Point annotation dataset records
= = =

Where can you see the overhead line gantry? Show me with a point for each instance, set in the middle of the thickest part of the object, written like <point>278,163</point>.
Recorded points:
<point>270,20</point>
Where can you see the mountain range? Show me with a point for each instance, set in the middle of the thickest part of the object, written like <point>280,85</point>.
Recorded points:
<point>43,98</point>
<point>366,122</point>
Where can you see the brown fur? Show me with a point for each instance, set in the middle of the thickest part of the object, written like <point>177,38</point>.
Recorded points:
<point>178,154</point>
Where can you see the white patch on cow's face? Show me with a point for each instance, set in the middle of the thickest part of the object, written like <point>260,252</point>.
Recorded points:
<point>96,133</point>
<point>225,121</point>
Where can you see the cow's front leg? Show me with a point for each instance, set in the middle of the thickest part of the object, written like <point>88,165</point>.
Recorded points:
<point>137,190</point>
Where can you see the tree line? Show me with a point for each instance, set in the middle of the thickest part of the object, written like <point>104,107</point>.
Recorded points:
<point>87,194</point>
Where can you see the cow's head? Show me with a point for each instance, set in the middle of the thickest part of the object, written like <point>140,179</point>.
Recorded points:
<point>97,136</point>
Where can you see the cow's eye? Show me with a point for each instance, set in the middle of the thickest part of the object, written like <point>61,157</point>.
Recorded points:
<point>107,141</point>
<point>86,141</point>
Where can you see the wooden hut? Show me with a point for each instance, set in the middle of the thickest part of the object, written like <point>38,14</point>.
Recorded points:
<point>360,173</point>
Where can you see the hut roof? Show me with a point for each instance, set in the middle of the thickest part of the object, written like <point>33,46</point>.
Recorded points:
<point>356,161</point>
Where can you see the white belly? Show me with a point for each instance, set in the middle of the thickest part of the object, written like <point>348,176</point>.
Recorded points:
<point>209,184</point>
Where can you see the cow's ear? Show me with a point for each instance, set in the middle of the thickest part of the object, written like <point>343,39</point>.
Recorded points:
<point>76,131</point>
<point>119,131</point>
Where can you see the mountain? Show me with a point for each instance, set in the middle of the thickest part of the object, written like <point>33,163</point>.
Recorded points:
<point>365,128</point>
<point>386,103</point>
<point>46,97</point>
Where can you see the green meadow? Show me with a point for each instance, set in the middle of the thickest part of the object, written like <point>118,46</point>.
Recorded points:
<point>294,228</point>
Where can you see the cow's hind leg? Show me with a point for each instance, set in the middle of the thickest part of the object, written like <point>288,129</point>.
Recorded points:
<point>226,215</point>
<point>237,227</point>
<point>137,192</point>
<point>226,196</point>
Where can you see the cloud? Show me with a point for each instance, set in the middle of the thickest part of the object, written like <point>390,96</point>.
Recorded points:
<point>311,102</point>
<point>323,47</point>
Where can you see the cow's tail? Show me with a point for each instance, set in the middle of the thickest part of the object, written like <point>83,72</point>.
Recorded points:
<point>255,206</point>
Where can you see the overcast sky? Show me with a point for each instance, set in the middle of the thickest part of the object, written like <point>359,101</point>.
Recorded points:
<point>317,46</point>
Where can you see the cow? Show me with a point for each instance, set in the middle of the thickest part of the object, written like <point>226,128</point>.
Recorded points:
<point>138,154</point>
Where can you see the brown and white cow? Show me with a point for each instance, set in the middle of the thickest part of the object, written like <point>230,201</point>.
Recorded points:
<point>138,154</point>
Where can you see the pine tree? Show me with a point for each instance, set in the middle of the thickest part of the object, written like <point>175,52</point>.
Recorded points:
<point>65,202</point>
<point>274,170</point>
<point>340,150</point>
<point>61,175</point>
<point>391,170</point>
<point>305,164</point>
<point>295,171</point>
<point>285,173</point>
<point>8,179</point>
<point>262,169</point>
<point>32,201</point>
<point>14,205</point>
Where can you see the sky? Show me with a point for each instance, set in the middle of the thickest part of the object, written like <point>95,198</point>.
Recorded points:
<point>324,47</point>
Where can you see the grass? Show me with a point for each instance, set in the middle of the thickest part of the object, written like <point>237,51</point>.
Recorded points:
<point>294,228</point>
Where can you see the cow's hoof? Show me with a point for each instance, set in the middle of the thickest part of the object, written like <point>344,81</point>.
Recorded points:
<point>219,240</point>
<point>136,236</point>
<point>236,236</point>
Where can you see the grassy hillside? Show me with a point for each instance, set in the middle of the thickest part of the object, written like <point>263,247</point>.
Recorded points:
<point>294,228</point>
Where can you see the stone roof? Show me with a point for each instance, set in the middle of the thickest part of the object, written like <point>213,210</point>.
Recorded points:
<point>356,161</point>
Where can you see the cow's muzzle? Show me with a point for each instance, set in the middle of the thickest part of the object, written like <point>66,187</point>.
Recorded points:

= = =

→ **WRITTEN TASK**
Copy out all of the material above word for word, with no changes.

→ **FULL SOLUTION**
Where can you see the overhead line gantry? Show me with a point for each instance, set in the middle of the thickest part of the object, written like <point>278,163</point>.
Recorded points:
<point>270,20</point>
Where can you see the mountain range? Show me with a point for each instance, set in the middle of the thickest part of the object, written like <point>280,85</point>.
Recorded points:
<point>43,98</point>
<point>366,122</point>
Where can you see the brown fur? Show me with a point for each instance, set in the middle of the thickest part of the object, written like <point>177,38</point>.
Recorded points:
<point>178,154</point>
Where can you see the white patch on cow's face? Show me with a point for each instance, set in the middle of the thickest part of the object, written like <point>260,252</point>.
Recorded points:
<point>96,133</point>
<point>225,121</point>
Where can you see the cow's front leg? Show me with a point for each instance, set in the middle of the thickest part of the object, written like <point>88,165</point>.
Recorded points:
<point>137,190</point>
Where can you see the tree line? Show me with a point for each instance, set in the middle of the thickest part of the object, written like <point>104,107</point>.
Recorded points:
<point>87,194</point>
Where can you see the cow's head? Show me with a point for each instance, set in the middle of the thickest part of the object, written like <point>140,179</point>.
Recorded points:
<point>97,136</point>
Where can you see the cow's eye? Show me with a point for each instance, set in the middle of the thickest part of the object, written like <point>61,157</point>.
Recorded points:
<point>107,141</point>
<point>86,141</point>
Where can you see the wooden hut? Show me with a point for each instance, set in the middle of the thickest part of the object, written like <point>38,14</point>.
Recorded points:
<point>360,173</point>
Where can you see the hut roof? Show me with a point for each instance, set in the middle of the thickest part of the object, written like <point>33,46</point>.
Recorded points:
<point>356,161</point>
Where can you see the white belly? Show me with a point for each instance, set in the middle of the thickest part of the object, written like <point>348,176</point>.
Recorded points:
<point>209,184</point>
Where can you see the cow's ear? Show me with a point for each instance, set in the middle of the thickest part of the object, written like <point>343,39</point>.
Recorded points:
<point>76,131</point>
<point>119,131</point>
Where can you see the mountain? Show me with a point for each instance, set in the middle of the thickest part of the object, written like <point>33,163</point>.
Recorded points:
<point>365,128</point>
<point>386,103</point>
<point>46,97</point>
Where can you see the green meadow? Show me with a point for each instance, set in the middle of the thickest part of the object, written like <point>118,46</point>.
Recorded points:
<point>294,228</point>
Where can you see the cow's hind leg? Show me with a point for each instance, set in the middle of the thickest part of the object, written like <point>288,129</point>.
Recorded points:
<point>226,215</point>
<point>237,227</point>
<point>137,192</point>
<point>226,196</point>
Where can you see the cloud? Show me with a point for each instance, set in the middle of the thickest part of the object, written like <point>390,96</point>.
Recorded points:
<point>311,102</point>
<point>323,47</point>
Where can you see the cow's tail? Show me with a point for each instance, set in the middle of the thickest part of the object, written like <point>83,72</point>.
Recorded points:
<point>255,206</point>
Where can you see the overcast sky? Show me with a point for each instance, set in the middle of the thickest part of the object, written like <point>359,101</point>.
Recorded points:
<point>317,46</point>
Where can you see the cow? Show me with a point for each instance, set in the middle of the thickest part of the object, written like <point>226,128</point>.
Recorded points:
<point>138,154</point>
Where can you see the brown and white cow? Show me with a point for each instance, set in the middle of the thickest part of the object, written like <point>230,201</point>.
Recorded points:
<point>138,154</point>
Where can you see the pine tree? Show me with a point for each instance, set in the middle of the thickest part of the object, written like <point>175,52</point>.
Recorded points:
<point>65,202</point>
<point>274,170</point>
<point>340,150</point>
<point>61,175</point>
<point>391,170</point>
<point>305,164</point>
<point>295,171</point>
<point>285,173</point>
<point>8,179</point>
<point>262,169</point>
<point>32,201</point>
<point>14,205</point>
Where can you see the sky? Show me with a point for each instance, set in the middle of the thickest part of the object, written like <point>95,198</point>.
Recorded points:
<point>324,47</point>
Where can you see the grass? Show me with a point for each instance, set in the middle of the thickest part of the object, written like <point>237,51</point>.
Recorded points:
<point>294,228</point>
Where can you see the cow's hoof? Show me with a point for each instance, set in the middle of the thickest part of the object, written like <point>344,81</point>.
Recorded points:
<point>219,240</point>
<point>136,236</point>
<point>236,236</point>
Where can you see the grassy hillside? Show me with a point for each instance, set in the middle of the thickest part of the object, written like <point>263,247</point>.
Recorded points:
<point>294,228</point>
Where can you see the stone roof? Show me with a point for each instance, set in the middle of the thickest part of the object, written like <point>213,210</point>.
Recorded points:
<point>356,161</point>
Where can you see the cow's muzzle? Show me with a point for each instance, set in the middle of the thickest part of the object, written like <point>66,187</point>.
Recorded points:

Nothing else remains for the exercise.